__Problem details__.
Would you please return the lines of the entries below starting at the line that has "the white ceiling" and ending at the line that has "Annotate the brick", both included, exactly as they are?

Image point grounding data

● ● ● ● ● ● ●

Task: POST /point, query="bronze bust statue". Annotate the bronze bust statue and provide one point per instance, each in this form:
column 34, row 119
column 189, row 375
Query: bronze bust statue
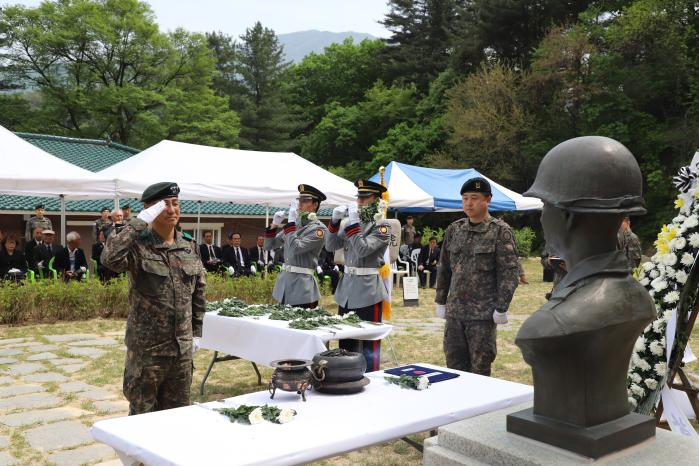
column 579, row 343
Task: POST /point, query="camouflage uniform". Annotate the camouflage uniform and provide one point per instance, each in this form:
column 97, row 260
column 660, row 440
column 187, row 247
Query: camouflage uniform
column 629, row 244
column 100, row 223
column 34, row 222
column 477, row 275
column 166, row 293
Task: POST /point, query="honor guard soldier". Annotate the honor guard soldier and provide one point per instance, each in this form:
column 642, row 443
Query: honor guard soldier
column 364, row 240
column 303, row 238
column 476, row 280
column 166, row 293
column 37, row 221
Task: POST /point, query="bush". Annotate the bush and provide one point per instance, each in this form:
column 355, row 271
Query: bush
column 524, row 237
column 54, row 300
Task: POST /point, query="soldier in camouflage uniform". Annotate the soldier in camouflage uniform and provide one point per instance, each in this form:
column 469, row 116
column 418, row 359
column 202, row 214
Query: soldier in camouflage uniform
column 102, row 222
column 364, row 240
column 37, row 221
column 166, row 294
column 302, row 238
column 476, row 279
column 629, row 244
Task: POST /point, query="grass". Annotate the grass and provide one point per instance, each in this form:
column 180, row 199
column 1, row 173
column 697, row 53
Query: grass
column 416, row 340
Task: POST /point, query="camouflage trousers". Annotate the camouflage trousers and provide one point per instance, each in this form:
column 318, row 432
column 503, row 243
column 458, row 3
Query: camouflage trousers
column 470, row 345
column 155, row 383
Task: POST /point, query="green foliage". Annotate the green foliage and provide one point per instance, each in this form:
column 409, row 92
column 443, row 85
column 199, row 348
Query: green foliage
column 103, row 69
column 54, row 300
column 524, row 237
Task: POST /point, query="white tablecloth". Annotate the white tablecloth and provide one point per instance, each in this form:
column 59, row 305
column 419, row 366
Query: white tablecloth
column 326, row 425
column 263, row 340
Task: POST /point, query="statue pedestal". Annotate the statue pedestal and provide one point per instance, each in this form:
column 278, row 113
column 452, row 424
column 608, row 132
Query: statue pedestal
column 484, row 440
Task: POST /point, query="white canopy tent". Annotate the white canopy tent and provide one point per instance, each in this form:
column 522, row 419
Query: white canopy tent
column 29, row 171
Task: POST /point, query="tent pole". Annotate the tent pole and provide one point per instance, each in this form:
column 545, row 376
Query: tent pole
column 63, row 220
column 198, row 236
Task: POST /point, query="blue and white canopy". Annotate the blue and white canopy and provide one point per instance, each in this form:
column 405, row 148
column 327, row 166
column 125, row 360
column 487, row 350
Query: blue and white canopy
column 419, row 189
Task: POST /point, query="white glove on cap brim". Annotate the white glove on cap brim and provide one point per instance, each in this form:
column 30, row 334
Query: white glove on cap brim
column 152, row 212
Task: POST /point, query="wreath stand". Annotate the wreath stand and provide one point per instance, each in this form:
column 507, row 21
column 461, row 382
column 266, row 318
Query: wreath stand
column 677, row 370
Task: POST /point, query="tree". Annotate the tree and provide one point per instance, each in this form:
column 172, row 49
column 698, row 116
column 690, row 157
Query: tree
column 105, row 70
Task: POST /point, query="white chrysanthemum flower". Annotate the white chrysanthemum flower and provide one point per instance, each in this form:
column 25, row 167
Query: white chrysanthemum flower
column 687, row 259
column 694, row 240
column 423, row 382
column 660, row 369
column 672, row 297
column 255, row 416
column 651, row 383
column 656, row 348
column 691, row 222
column 669, row 259
column 286, row 415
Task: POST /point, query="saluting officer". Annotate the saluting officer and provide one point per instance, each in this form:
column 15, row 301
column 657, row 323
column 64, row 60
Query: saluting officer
column 476, row 280
column 302, row 238
column 364, row 240
column 166, row 291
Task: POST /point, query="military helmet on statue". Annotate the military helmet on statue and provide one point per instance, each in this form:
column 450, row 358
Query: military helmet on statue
column 590, row 174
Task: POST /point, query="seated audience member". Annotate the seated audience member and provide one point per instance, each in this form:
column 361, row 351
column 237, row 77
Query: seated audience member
column 13, row 263
column 327, row 268
column 260, row 257
column 427, row 262
column 46, row 251
column 117, row 223
column 211, row 255
column 70, row 261
column 236, row 258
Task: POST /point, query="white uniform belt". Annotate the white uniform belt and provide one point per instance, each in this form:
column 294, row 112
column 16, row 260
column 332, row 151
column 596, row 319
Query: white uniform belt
column 361, row 270
column 294, row 269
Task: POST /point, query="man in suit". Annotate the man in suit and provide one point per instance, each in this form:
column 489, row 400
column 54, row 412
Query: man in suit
column 236, row 258
column 211, row 255
column 260, row 256
column 427, row 262
column 45, row 251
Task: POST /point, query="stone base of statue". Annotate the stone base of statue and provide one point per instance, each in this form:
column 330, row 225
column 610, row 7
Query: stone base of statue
column 483, row 440
column 592, row 442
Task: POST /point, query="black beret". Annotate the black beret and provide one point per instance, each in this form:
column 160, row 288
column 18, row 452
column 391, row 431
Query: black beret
column 477, row 185
column 158, row 191
column 306, row 190
column 367, row 188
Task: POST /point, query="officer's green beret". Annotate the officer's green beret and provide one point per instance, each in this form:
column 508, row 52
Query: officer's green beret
column 158, row 191
column 477, row 185
column 366, row 188
column 307, row 191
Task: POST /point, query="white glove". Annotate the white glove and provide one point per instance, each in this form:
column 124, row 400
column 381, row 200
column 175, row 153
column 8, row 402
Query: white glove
column 293, row 212
column 441, row 311
column 353, row 212
column 500, row 317
column 278, row 218
column 339, row 213
column 150, row 214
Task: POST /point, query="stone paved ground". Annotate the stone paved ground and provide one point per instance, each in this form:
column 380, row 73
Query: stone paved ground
column 45, row 409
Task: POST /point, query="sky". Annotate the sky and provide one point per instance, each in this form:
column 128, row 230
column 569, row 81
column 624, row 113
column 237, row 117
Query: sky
column 234, row 16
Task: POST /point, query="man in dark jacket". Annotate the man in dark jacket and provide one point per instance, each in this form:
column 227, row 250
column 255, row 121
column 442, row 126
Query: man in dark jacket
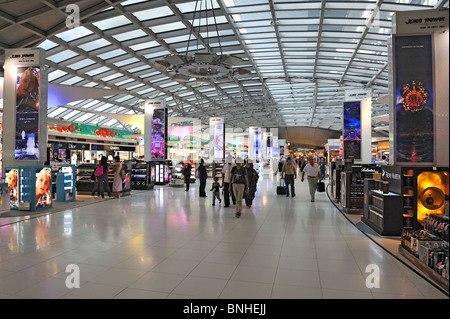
column 187, row 175
column 202, row 175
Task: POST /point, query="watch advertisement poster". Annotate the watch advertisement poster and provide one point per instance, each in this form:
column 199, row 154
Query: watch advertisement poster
column 414, row 106
column 352, row 130
column 159, row 133
column 27, row 113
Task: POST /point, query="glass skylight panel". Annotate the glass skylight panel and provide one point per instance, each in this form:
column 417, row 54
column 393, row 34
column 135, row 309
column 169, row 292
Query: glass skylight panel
column 94, row 72
column 84, row 117
column 72, row 80
column 96, row 44
column 56, row 112
column 55, row 74
column 144, row 45
column 125, row 62
column 110, row 54
column 47, row 45
column 129, row 35
column 168, row 27
column 81, row 64
column 111, row 122
column 73, row 34
column 70, row 115
column 153, row 13
column 112, row 23
column 62, row 56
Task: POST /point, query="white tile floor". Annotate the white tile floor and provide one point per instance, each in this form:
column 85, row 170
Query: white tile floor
column 167, row 243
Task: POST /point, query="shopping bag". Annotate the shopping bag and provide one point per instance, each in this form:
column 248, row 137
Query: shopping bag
column 321, row 187
column 281, row 189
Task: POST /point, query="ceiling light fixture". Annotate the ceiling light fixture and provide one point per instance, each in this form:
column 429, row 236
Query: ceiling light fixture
column 204, row 66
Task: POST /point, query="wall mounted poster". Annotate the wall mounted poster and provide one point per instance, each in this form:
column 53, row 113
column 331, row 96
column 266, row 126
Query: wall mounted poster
column 219, row 140
column 159, row 133
column 352, row 130
column 414, row 107
column 27, row 113
column 43, row 187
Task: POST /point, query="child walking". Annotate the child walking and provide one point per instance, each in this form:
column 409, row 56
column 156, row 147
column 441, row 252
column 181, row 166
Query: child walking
column 215, row 188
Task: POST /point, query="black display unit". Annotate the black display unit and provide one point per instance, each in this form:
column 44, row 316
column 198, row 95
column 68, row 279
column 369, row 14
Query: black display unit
column 382, row 208
column 140, row 176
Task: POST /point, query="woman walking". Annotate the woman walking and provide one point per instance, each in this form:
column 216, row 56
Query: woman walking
column 202, row 175
column 103, row 179
column 240, row 184
column 117, row 183
column 252, row 177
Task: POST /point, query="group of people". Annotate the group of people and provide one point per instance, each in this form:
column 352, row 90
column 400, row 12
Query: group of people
column 100, row 177
column 239, row 182
column 311, row 170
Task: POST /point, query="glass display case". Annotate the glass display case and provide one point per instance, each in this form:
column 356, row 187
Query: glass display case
column 31, row 187
column 65, row 182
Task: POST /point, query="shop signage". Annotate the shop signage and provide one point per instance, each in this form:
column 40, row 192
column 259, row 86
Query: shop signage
column 352, row 130
column 422, row 21
column 413, row 99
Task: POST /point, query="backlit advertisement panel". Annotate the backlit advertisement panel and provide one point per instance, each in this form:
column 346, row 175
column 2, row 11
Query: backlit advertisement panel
column 27, row 113
column 414, row 105
column 352, row 130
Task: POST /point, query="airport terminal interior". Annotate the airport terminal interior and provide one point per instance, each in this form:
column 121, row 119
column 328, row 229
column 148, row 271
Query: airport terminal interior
column 224, row 149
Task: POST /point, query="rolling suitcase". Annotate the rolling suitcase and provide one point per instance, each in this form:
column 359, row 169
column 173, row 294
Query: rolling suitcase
column 321, row 187
column 281, row 189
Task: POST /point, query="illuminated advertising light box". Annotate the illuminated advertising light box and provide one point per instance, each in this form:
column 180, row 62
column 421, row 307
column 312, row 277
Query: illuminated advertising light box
column 159, row 133
column 11, row 178
column 352, row 130
column 27, row 113
column 43, row 187
column 414, row 105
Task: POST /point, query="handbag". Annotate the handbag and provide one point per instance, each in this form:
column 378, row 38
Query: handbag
column 321, row 187
column 281, row 190
column 99, row 171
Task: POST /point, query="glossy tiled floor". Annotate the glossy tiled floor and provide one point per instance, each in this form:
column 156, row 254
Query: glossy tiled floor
column 168, row 243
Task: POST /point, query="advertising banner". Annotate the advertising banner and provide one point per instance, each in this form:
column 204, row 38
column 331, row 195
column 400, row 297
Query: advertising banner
column 352, row 130
column 43, row 187
column 25, row 105
column 217, row 134
column 414, row 99
column 159, row 133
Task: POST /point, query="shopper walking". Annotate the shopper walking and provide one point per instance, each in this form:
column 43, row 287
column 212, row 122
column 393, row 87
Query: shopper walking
column 187, row 175
column 239, row 182
column 202, row 175
column 117, row 182
column 312, row 171
column 252, row 177
column 322, row 167
column 103, row 179
column 290, row 174
column 94, row 178
column 215, row 188
column 226, row 182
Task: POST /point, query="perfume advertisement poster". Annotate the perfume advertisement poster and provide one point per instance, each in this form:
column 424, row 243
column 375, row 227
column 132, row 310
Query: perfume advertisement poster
column 352, row 130
column 414, row 107
column 11, row 178
column 27, row 113
column 257, row 144
column 159, row 134
column 43, row 187
column 219, row 140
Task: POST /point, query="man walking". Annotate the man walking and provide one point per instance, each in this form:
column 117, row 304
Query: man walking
column 226, row 182
column 312, row 172
column 187, row 175
column 290, row 174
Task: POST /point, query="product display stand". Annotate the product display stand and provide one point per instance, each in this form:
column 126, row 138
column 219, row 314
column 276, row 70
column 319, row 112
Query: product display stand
column 65, row 183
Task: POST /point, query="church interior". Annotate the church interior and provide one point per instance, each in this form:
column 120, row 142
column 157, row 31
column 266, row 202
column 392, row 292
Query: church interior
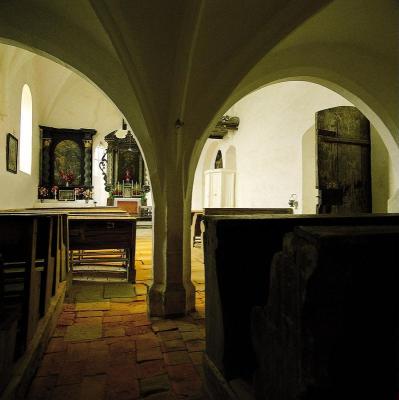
column 199, row 200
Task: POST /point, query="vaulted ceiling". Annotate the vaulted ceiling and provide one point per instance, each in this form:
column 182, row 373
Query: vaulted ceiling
column 160, row 61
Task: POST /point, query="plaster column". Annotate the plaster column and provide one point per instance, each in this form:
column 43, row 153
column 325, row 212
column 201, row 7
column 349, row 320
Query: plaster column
column 45, row 179
column 172, row 292
column 88, row 155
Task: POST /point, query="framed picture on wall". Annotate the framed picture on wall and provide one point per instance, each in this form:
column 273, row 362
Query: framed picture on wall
column 66, row 195
column 12, row 153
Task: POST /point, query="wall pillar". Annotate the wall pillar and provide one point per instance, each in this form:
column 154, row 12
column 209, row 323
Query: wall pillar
column 172, row 292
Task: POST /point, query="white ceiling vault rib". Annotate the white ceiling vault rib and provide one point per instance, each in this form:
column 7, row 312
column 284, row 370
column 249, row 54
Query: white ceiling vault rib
column 104, row 14
column 186, row 48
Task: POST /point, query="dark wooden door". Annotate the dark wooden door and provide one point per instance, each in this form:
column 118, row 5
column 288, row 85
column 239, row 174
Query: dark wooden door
column 343, row 161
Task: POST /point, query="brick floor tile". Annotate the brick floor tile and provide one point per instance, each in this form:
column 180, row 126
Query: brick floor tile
column 193, row 335
column 139, row 307
column 131, row 393
column 83, row 332
column 65, row 321
column 114, row 331
column 149, row 354
column 68, row 307
column 93, row 306
column 97, row 345
column 89, row 320
column 60, row 331
column 117, row 312
column 163, row 325
column 188, row 388
column 88, row 314
column 71, row 373
column 56, row 345
column 162, row 396
column 151, row 368
column 172, row 345
column 177, row 357
column 51, row 364
column 121, row 374
column 122, row 346
column 42, row 387
column 145, row 343
column 66, row 392
column 196, row 345
column 127, row 318
column 114, row 318
column 142, row 322
column 196, row 357
column 123, row 359
column 133, row 330
column 77, row 351
column 93, row 388
column 182, row 372
column 169, row 335
column 154, row 384
column 186, row 326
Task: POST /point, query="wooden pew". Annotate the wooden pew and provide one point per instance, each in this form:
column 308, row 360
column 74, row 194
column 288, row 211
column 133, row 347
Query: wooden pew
column 238, row 256
column 31, row 294
column 90, row 231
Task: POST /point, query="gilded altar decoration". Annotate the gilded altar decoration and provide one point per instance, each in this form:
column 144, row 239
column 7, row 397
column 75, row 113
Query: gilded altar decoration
column 43, row 192
column 67, row 176
column 54, row 191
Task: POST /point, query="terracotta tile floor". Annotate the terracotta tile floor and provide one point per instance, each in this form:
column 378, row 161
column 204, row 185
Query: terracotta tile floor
column 105, row 347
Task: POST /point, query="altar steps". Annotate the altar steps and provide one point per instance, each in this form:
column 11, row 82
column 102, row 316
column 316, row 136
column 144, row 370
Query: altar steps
column 99, row 265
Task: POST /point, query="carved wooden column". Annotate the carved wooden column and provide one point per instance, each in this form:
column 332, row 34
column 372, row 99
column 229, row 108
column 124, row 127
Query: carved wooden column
column 87, row 164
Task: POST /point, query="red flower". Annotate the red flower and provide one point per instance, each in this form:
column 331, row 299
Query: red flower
column 67, row 176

● ● ● ● ● ● ●

__Response area__.
Task: POST /point, query="white ceiling vault rib". Annotate the white ceiling vault rib and provide one point per instance, each in this form:
column 7, row 312
column 284, row 370
column 249, row 54
Query: white ceiling vault rib
column 104, row 14
column 186, row 48
Task: POST /point, query="dark wooden door". Annotate the dark wooden door and provide one point per instance, each in this form:
column 118, row 5
column 288, row 85
column 239, row 174
Query: dark wooden door
column 343, row 161
Task: POST /point, query="brick floor tile". Annotate the brick floor tile and provide one point per instance, each in this form:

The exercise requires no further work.